**Stated task:** Report how many lines of the entries below contain the string "jacket", treating uppercase and lowercase letters as distinct. Give only the number.

**Task input:**
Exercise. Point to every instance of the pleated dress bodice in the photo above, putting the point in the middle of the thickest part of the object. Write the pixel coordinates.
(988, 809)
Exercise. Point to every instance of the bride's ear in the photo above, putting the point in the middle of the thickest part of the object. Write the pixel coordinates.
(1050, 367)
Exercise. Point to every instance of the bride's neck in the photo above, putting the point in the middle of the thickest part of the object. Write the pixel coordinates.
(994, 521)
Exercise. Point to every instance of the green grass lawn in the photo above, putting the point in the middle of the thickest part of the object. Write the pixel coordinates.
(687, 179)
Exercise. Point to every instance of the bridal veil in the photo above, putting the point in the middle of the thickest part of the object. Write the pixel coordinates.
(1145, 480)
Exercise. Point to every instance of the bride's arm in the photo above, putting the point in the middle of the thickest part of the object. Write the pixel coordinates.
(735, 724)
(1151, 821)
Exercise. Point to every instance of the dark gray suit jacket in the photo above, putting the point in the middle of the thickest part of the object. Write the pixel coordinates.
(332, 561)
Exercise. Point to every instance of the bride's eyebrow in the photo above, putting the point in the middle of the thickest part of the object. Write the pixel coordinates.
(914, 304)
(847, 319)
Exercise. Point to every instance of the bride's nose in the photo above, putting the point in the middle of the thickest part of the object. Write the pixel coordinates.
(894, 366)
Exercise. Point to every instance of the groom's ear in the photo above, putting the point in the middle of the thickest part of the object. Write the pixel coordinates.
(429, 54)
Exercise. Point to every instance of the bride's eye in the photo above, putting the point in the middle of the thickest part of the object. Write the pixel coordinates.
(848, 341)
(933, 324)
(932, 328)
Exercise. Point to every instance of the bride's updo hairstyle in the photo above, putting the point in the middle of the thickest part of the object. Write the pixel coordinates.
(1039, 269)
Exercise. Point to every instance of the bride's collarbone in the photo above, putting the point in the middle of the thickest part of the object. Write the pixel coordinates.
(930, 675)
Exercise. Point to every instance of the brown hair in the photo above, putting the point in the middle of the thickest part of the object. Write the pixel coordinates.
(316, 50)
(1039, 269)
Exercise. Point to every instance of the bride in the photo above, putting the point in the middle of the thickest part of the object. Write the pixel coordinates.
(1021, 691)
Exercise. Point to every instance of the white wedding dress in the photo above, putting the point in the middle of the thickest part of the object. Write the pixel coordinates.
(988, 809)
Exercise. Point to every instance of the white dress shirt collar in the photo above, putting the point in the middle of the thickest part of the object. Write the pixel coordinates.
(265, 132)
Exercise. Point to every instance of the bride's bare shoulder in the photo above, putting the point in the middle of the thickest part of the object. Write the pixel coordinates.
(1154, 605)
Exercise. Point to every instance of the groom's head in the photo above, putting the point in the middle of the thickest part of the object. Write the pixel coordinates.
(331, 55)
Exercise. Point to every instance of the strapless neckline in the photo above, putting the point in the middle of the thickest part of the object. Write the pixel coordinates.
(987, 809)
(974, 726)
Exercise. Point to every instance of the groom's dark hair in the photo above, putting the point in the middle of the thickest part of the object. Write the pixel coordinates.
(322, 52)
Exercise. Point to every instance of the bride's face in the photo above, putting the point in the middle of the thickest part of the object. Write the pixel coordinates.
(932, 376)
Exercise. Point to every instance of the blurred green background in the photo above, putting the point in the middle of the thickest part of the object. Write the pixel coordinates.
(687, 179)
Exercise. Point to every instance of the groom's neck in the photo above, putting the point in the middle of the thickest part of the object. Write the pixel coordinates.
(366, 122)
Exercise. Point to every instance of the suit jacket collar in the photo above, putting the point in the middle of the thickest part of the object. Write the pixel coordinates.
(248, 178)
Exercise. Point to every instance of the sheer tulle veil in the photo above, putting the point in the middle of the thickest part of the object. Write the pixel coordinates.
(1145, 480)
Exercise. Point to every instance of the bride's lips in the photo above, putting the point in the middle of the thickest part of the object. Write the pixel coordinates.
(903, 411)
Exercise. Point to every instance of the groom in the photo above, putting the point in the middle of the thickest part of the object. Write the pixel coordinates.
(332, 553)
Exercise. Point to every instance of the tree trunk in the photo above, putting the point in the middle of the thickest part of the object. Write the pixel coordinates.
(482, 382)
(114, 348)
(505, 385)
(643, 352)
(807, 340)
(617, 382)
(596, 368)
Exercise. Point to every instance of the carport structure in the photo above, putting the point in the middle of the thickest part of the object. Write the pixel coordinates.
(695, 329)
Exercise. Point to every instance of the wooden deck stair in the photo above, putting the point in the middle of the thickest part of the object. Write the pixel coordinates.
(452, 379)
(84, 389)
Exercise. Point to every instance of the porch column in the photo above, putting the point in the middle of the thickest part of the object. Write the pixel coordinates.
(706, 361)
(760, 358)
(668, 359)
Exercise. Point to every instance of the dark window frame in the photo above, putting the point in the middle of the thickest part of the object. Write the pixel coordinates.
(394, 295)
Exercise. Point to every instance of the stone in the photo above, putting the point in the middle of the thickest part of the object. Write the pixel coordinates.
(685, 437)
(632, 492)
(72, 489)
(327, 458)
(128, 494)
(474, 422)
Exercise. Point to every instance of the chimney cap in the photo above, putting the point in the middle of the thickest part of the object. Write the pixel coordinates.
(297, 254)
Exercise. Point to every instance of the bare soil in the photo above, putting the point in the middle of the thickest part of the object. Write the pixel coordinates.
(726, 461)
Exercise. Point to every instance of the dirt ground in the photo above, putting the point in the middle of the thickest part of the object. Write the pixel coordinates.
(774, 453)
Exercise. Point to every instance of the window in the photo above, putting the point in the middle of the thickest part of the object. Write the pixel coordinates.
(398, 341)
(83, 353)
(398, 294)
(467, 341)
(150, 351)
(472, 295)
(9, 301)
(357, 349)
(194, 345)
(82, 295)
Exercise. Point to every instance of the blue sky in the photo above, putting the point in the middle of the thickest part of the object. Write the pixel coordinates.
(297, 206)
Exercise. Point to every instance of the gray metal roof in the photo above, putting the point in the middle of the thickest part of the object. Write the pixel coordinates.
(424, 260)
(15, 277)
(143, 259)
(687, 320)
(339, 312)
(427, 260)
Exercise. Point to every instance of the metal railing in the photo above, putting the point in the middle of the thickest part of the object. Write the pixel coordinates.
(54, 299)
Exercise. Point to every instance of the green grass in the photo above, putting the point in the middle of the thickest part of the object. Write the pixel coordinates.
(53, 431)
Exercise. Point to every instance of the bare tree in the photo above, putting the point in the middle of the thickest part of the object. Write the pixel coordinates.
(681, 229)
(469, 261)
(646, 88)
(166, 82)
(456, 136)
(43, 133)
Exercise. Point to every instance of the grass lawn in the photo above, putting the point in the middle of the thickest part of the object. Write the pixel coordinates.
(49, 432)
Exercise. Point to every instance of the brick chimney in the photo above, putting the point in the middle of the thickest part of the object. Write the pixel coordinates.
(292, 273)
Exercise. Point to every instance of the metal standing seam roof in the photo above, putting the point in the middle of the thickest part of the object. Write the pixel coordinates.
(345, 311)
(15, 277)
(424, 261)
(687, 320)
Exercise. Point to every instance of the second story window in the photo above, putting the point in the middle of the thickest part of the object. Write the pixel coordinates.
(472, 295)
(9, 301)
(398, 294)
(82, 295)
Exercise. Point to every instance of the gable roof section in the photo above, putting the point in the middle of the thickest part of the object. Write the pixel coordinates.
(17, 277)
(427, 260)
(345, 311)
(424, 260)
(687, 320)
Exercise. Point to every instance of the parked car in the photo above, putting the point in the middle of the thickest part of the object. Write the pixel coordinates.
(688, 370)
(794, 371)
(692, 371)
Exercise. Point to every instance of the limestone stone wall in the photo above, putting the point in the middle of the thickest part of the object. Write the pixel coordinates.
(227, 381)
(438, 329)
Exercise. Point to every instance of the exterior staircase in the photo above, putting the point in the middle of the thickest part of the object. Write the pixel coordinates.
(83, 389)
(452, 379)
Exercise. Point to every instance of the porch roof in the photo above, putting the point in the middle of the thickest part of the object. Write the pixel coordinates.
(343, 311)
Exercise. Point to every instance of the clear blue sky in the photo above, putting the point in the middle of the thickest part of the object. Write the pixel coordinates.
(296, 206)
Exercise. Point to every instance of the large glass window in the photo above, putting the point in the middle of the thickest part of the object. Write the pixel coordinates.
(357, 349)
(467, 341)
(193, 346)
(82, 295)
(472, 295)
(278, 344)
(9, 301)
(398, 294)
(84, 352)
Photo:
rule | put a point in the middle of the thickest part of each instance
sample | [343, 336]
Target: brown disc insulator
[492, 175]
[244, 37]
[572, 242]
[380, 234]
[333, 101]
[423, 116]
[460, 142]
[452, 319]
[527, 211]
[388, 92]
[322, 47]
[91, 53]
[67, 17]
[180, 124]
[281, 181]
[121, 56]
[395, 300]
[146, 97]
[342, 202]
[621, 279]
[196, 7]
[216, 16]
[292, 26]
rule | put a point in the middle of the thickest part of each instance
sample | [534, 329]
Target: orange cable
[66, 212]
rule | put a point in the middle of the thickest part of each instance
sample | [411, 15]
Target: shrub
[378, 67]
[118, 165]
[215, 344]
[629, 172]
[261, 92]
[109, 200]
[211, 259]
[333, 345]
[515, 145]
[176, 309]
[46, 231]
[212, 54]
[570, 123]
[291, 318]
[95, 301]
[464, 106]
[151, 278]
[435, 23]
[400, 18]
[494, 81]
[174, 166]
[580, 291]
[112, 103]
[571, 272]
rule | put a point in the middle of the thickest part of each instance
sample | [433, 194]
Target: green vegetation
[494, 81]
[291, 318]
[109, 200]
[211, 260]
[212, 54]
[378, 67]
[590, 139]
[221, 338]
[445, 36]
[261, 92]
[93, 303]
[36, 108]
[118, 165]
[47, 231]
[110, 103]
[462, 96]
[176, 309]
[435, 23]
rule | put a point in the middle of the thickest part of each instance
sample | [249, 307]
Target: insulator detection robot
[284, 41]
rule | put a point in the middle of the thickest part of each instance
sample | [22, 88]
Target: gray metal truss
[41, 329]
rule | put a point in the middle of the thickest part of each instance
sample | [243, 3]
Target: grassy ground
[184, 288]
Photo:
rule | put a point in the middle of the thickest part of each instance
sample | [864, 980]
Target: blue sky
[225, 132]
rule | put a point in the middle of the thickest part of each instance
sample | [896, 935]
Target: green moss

**Answer in full:** 2